---------- Excerpt provided ----------
The CGI for doing this kind of queries and its support modules can be obtained here: http://wit.mcs.anl.gov/~selkovjr/boolean.tgz
To build the parser, unpack the archive and cd to boolean/, then type

perl Makefile.PL; make

It will build the module BoolParser.pm, also available at http://wit.mcs.anl.gov/~selkovjr/BoolParser.pm

The upper directory (where CGI runs) has a symlink to BoolParser.pm (to avoid global installation), but you can substitute it with the real BoolParser.pm. This module is used by Parser.pm which is used by the cgi script and is sort of object-oriented encapsulation for BoolParser.pm, and this is where user actions for set operations are implemented, for example, this rule in BoolParser.y

| expr STRICT_AND expr {
$$ = scalar:SELF->actionStrictAnd($1, $3);
}

invokes the method actionStrictAnd() in Parser.pm, which does the actual job (doesn't it look like an example from the Camel book?):

sub actionStrictAnd {
my ($self, $ar1, $ar2) = @_;
grep ($tmp{$_}++, @$ar2);
@result = grep ($tmp{$_}, @$ar1);
$self->{SIZE} = $#result;
return \(at)result;
}

Oops! Almost forgot to say that you will need http://wit.mcs.anl.gov/~selkovjr/camel-1.24.tar.gz to build BoolParser.pm from BoolParser.y (It is actually bison-1.24 disguised as "camel". The original bison can't build parsers in perl)
---------- Stored rows ----------
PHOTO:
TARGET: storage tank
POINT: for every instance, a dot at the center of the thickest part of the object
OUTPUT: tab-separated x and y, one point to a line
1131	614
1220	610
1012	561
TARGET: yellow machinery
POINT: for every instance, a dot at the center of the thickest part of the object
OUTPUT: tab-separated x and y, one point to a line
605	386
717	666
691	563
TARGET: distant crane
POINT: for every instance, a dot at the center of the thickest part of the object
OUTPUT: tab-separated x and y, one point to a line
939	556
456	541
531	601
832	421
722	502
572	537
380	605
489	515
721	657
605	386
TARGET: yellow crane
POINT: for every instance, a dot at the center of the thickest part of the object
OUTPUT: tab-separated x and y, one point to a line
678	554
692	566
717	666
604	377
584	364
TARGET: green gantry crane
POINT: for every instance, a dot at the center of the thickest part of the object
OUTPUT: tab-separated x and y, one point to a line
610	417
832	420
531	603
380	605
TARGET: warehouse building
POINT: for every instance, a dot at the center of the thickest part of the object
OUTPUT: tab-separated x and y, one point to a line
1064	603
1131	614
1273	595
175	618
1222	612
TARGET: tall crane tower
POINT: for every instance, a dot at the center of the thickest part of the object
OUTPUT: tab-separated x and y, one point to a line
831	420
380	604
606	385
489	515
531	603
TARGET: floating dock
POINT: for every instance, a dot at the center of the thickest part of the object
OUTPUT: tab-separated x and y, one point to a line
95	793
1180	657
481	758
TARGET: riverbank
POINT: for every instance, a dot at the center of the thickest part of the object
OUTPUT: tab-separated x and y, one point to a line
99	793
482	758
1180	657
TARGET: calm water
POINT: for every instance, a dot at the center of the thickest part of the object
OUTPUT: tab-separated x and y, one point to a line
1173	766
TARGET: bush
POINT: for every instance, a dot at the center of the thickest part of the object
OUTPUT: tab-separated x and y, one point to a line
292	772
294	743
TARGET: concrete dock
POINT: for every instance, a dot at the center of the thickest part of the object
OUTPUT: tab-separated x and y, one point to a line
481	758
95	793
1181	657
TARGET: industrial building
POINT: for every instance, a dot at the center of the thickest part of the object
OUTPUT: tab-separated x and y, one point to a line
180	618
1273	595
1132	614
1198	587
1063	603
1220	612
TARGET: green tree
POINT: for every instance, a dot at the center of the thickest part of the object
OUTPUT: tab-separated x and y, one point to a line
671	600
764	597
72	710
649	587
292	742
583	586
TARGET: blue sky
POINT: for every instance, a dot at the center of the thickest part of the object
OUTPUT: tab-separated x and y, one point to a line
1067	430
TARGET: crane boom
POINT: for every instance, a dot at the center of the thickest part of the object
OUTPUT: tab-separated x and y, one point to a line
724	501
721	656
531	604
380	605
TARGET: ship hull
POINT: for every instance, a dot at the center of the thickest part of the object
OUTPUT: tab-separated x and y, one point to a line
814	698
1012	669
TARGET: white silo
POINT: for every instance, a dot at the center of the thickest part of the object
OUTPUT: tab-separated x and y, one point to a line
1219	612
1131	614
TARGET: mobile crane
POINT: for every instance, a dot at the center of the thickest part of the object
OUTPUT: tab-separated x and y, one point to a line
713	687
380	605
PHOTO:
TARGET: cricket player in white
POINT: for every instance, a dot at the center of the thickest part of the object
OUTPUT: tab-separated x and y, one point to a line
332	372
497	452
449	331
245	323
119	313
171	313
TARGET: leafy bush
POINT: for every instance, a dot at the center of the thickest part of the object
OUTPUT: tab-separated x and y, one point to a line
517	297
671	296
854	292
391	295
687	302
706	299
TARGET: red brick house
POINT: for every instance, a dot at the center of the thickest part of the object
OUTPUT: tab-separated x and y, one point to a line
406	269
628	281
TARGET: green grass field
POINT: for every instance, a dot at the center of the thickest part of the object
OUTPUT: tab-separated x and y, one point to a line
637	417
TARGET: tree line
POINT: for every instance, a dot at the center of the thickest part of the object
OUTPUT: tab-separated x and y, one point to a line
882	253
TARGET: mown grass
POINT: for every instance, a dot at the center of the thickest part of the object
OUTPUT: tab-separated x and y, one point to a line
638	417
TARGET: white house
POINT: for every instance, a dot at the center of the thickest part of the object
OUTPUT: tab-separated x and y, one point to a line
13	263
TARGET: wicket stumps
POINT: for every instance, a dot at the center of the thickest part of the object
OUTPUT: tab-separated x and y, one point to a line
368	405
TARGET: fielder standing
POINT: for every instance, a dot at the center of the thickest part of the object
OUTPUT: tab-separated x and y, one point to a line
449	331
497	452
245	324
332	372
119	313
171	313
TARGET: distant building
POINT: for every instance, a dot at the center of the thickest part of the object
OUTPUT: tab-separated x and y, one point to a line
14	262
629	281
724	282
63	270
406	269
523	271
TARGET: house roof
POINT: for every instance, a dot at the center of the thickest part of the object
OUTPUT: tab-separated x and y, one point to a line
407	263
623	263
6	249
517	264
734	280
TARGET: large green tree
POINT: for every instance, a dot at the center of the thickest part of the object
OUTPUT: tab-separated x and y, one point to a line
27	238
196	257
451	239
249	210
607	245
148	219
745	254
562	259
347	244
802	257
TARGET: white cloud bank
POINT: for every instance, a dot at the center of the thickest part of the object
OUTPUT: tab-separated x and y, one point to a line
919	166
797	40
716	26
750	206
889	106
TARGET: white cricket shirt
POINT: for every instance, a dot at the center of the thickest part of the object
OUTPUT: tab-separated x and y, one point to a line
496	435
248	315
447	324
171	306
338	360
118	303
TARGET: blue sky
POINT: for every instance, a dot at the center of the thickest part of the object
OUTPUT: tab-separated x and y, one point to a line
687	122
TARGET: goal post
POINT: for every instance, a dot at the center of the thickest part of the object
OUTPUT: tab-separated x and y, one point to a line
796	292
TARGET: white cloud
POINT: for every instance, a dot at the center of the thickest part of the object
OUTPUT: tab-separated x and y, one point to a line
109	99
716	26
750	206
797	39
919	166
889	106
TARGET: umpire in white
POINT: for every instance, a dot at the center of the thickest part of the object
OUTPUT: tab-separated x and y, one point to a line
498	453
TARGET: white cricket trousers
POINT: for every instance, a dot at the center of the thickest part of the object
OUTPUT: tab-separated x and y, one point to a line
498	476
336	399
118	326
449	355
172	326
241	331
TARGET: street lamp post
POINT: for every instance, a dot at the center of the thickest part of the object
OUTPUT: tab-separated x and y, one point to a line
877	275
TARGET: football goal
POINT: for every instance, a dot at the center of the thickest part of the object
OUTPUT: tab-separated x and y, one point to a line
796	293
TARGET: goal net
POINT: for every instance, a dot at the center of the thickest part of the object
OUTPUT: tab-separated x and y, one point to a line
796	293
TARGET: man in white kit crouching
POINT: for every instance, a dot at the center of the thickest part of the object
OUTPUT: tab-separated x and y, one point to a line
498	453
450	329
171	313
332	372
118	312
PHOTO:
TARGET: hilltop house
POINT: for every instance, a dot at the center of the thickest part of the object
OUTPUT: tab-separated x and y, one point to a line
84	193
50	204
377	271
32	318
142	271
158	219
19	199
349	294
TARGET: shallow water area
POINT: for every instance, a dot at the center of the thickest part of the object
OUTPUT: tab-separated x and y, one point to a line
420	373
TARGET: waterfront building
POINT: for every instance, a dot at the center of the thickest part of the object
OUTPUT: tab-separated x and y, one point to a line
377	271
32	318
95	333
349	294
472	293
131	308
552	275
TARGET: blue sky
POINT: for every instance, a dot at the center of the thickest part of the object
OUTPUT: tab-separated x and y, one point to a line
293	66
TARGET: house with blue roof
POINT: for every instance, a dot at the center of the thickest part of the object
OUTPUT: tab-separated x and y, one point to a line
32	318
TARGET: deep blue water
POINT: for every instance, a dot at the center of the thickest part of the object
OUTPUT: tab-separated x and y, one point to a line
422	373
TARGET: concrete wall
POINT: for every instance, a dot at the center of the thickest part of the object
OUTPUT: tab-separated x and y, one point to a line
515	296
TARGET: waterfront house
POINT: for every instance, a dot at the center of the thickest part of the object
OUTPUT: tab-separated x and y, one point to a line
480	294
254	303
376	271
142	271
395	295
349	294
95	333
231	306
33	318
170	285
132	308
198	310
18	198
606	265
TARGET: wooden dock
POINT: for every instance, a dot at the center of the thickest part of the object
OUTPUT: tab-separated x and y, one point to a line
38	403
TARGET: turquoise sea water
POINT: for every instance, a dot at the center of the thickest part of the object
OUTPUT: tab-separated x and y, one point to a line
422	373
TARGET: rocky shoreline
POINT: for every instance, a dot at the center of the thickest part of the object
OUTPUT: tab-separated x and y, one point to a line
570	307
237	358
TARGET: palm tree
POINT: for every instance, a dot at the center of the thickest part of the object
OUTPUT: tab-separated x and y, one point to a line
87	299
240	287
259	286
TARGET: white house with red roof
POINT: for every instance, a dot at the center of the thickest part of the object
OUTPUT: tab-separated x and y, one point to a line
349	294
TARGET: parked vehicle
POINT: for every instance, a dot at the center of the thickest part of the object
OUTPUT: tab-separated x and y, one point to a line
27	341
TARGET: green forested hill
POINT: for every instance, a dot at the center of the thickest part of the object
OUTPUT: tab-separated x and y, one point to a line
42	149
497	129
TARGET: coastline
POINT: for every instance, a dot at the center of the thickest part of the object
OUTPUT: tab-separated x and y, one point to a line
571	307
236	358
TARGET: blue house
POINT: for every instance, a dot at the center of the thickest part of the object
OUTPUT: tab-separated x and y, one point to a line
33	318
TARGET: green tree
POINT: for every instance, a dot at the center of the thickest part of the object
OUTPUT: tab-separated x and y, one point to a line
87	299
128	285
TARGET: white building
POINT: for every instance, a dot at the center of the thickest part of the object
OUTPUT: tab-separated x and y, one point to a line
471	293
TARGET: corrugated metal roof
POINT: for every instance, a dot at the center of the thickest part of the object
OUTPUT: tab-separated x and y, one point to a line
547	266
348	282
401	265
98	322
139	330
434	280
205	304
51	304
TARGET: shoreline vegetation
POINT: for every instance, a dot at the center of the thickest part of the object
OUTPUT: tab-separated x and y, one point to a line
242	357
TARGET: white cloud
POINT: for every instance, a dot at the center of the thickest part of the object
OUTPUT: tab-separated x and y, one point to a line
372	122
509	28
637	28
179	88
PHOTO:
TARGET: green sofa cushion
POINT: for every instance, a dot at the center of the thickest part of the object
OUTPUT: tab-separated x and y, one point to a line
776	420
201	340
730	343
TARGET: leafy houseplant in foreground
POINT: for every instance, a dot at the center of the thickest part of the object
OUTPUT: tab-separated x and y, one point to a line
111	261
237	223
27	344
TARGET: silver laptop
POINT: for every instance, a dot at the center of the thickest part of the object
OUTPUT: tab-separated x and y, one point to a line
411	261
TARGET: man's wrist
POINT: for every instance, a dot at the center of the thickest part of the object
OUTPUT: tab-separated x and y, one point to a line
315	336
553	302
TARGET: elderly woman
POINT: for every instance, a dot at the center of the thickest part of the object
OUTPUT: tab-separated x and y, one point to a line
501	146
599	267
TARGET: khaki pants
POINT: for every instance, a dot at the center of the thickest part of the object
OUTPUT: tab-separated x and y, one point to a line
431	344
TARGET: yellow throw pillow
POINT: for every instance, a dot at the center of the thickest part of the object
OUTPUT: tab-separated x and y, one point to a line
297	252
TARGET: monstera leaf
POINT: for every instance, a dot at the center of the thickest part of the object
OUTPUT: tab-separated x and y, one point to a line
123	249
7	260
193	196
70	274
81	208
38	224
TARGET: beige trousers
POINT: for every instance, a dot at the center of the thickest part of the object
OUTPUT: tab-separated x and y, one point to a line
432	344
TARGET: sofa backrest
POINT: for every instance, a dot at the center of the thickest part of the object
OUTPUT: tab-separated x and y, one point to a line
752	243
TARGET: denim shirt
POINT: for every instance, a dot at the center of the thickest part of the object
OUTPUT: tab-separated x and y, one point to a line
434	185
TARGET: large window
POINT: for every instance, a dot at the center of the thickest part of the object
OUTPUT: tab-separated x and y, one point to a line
----------
The problem: Reproduce without changes the passage of the excerpt on building the boolean query parser that opens with the words "invokes the method" and closes with "parsers in perl)".

Written answer:
invokes the method actionStrictAnd() in Parser.pm, which does the actual job (doesn't it look like an example from the Camel book?):

sub actionStrictAnd {
my ($self, $ar1, $ar2) = @_;
grep ($tmp{$_}++, @$ar2);
@result = grep ($tmp{$_}, @$ar1);
$self->{SIZE} = $#result;
return \(at)result;
}

Oops! Almost forgot to say that you will need http://wit.mcs.anl.gov/~selkovjr/camel-1.24.tar.gz to build BoolParser.pm from BoolParser.y (It is actually bison-1.24 disguised as "camel". The original bison can't build parsers in perl)